Task description: Locate every line in the rows that contains the string "window" and copy each one out. Match case exactly.
---------- Data supplied ----------
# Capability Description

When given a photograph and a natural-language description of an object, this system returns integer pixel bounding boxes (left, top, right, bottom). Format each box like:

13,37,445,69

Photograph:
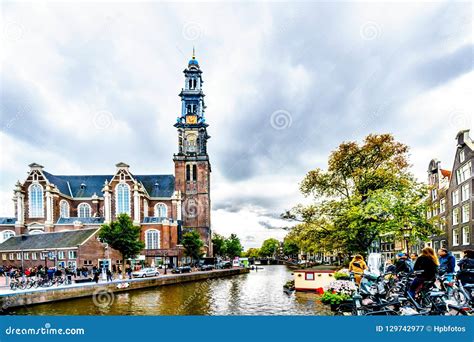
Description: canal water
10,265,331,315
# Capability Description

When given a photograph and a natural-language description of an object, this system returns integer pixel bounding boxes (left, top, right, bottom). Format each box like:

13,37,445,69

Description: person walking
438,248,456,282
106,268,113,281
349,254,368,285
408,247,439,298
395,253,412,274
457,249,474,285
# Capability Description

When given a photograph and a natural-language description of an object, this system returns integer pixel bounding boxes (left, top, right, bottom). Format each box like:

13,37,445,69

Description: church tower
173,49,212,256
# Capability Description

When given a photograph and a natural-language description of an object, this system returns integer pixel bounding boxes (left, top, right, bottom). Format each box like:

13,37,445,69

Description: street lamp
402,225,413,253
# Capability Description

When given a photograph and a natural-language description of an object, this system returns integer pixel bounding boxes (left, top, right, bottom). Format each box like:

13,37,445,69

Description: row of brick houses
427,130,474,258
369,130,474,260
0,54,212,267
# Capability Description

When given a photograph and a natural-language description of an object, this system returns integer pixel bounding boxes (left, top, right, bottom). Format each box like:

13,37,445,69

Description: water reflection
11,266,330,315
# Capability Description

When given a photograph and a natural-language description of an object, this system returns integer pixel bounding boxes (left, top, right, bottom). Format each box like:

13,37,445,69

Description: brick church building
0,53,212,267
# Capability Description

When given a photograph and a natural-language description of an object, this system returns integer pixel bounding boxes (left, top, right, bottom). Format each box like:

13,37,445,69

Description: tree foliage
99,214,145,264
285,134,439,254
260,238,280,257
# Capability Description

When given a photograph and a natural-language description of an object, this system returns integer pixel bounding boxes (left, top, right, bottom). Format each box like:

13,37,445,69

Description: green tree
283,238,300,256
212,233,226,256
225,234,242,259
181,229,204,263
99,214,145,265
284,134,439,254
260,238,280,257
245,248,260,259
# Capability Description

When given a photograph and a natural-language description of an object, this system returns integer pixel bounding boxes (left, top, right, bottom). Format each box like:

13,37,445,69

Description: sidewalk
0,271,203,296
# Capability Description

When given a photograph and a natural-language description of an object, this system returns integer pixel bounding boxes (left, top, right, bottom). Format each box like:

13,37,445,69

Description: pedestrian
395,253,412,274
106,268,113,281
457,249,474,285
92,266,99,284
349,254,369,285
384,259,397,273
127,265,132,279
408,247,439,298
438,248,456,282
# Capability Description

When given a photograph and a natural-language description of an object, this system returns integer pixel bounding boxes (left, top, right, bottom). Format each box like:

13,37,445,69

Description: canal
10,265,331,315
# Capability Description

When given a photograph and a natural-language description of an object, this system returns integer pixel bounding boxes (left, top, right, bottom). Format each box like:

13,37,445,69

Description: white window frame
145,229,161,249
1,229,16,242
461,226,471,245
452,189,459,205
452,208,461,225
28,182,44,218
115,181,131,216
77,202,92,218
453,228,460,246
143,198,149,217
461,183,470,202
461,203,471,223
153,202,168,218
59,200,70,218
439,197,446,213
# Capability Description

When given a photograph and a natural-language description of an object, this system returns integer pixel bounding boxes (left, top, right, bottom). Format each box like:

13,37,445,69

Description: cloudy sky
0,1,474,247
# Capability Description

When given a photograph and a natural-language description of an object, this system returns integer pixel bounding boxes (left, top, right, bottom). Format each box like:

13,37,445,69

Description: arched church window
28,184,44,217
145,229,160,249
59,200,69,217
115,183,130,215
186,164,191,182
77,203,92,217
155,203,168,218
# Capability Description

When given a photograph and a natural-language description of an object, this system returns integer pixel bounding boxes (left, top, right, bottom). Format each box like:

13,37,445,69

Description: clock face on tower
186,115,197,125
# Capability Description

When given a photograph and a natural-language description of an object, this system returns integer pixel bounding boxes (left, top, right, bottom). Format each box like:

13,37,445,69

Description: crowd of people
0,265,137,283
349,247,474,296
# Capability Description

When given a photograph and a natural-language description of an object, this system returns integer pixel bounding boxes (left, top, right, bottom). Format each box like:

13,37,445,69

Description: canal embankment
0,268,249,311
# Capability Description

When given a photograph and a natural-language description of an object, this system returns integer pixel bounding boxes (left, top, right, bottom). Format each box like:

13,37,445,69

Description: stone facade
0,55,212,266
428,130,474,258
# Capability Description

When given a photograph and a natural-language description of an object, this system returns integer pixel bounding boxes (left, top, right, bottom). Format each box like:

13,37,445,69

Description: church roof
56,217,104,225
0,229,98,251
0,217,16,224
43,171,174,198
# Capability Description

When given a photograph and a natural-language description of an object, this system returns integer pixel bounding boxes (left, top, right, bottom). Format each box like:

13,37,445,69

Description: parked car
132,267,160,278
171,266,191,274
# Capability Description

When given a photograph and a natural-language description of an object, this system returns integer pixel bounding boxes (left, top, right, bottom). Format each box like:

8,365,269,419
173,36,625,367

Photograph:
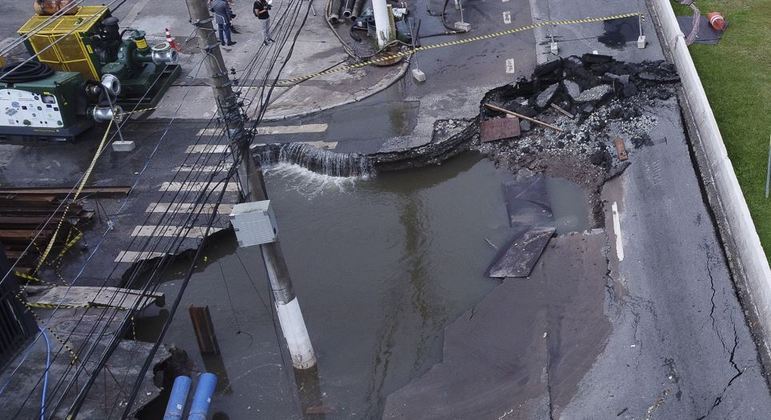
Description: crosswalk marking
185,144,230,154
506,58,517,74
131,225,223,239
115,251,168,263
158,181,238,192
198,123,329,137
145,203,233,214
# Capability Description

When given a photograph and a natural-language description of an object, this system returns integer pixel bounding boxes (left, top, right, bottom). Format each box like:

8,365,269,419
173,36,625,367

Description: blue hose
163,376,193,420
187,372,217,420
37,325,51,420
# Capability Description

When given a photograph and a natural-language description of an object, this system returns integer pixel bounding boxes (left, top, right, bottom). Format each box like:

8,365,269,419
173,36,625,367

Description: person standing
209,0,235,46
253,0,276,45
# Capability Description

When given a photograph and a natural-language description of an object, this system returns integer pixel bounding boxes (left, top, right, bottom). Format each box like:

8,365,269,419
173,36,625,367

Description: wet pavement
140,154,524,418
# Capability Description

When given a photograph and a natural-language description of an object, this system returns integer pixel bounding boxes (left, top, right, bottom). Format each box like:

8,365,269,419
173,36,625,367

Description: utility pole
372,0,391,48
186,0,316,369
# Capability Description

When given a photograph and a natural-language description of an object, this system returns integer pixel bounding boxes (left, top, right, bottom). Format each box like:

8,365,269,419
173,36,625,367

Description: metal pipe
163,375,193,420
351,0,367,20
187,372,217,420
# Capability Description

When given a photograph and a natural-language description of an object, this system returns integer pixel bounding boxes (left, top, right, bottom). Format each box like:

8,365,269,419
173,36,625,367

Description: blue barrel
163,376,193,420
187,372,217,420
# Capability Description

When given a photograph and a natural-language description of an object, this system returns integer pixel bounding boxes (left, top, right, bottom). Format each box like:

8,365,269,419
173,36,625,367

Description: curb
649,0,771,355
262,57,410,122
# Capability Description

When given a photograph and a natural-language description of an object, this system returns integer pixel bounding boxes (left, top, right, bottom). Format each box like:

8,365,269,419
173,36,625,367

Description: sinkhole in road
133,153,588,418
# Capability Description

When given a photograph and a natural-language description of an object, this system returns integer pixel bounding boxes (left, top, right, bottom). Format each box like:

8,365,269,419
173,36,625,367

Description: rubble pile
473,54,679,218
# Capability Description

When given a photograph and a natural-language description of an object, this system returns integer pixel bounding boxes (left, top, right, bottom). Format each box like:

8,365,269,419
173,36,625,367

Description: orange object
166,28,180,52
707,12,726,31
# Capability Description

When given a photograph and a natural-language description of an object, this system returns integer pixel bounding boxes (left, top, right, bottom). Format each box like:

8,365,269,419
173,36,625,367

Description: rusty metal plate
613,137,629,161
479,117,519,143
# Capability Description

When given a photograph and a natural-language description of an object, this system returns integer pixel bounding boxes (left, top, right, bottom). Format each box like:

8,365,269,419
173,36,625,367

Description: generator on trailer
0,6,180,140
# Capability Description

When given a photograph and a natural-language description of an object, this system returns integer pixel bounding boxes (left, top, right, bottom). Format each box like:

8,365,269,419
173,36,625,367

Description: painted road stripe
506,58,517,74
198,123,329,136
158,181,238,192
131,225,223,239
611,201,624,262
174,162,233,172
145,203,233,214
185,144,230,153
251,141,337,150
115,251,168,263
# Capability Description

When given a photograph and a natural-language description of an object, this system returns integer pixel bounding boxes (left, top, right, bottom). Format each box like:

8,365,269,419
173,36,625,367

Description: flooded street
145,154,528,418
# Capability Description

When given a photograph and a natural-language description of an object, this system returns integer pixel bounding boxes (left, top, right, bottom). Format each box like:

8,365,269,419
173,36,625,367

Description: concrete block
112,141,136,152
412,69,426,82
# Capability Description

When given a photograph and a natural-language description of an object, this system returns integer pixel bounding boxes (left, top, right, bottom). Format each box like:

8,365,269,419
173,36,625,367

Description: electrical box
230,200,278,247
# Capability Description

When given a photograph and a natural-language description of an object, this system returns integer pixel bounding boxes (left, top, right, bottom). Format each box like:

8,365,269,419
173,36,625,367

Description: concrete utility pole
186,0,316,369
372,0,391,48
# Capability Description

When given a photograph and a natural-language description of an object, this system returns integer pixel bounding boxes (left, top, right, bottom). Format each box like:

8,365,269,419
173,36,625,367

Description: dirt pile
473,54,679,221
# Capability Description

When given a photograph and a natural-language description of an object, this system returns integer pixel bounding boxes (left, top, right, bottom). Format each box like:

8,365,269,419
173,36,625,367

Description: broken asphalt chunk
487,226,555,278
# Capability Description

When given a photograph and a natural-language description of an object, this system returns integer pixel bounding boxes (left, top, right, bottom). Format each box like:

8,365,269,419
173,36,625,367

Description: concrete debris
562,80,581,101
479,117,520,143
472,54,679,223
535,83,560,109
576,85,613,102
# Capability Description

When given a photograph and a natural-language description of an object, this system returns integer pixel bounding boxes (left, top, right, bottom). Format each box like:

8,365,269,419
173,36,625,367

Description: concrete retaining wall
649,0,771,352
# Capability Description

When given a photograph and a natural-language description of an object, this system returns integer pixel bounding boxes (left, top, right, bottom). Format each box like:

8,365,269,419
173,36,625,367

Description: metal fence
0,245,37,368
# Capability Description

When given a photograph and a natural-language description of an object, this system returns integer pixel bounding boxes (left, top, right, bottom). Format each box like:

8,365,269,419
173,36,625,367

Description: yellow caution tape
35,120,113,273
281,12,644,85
----------
Expected answer:
Description: white window frame
Description: arched church window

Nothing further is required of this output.